• DIRECTIONS FOR THIS TASK:
Which lines mention "blue"? Show each one from the listing.

-----

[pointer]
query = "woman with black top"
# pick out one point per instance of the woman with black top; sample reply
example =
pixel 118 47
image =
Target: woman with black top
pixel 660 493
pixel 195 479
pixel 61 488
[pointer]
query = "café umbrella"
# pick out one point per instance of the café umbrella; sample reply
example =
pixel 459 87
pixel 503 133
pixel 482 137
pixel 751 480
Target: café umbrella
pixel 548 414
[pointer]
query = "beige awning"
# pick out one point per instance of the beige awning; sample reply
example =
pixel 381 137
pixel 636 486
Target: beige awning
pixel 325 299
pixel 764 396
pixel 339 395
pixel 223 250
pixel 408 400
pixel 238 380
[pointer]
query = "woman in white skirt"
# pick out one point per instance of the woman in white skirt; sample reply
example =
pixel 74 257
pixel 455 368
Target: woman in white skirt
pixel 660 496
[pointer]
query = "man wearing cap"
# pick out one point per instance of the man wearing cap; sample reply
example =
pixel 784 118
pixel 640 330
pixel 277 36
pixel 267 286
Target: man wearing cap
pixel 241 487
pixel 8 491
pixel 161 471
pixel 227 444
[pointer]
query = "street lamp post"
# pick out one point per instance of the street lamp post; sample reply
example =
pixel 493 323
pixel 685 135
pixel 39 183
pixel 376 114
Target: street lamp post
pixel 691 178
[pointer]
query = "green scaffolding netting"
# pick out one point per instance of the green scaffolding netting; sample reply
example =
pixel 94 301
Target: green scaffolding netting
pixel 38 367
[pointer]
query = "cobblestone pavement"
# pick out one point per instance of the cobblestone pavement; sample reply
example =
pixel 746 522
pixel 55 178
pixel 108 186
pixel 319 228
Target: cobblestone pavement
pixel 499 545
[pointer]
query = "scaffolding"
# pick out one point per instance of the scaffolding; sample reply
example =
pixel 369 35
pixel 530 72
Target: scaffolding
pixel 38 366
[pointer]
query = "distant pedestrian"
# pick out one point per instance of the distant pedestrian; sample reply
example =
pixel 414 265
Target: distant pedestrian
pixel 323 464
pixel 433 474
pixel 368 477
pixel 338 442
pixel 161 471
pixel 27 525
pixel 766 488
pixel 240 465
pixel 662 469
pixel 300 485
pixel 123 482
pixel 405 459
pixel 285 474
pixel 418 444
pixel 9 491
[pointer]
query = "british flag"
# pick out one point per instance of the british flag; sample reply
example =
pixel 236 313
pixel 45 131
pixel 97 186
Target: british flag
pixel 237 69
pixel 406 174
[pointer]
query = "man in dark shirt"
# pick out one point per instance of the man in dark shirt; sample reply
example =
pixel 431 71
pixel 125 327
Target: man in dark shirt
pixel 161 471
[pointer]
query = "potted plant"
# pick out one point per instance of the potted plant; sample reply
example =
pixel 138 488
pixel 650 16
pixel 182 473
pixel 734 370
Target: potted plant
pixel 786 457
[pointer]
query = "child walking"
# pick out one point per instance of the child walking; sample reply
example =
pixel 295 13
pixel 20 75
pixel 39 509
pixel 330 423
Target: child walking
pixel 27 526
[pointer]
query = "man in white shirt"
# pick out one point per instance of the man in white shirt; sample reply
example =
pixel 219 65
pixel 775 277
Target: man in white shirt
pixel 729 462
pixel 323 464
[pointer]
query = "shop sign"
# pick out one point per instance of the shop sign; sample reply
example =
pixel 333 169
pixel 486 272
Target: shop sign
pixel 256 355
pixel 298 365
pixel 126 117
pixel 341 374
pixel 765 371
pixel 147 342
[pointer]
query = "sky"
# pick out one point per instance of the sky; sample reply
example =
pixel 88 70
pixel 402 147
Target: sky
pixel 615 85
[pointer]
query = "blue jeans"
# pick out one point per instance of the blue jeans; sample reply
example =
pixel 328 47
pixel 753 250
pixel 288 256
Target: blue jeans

-----

• THE COMPLETED TASK:
query = "blue jeans"
# pick out one point per instance of the blue jeans; sample reply
Target: blue jeans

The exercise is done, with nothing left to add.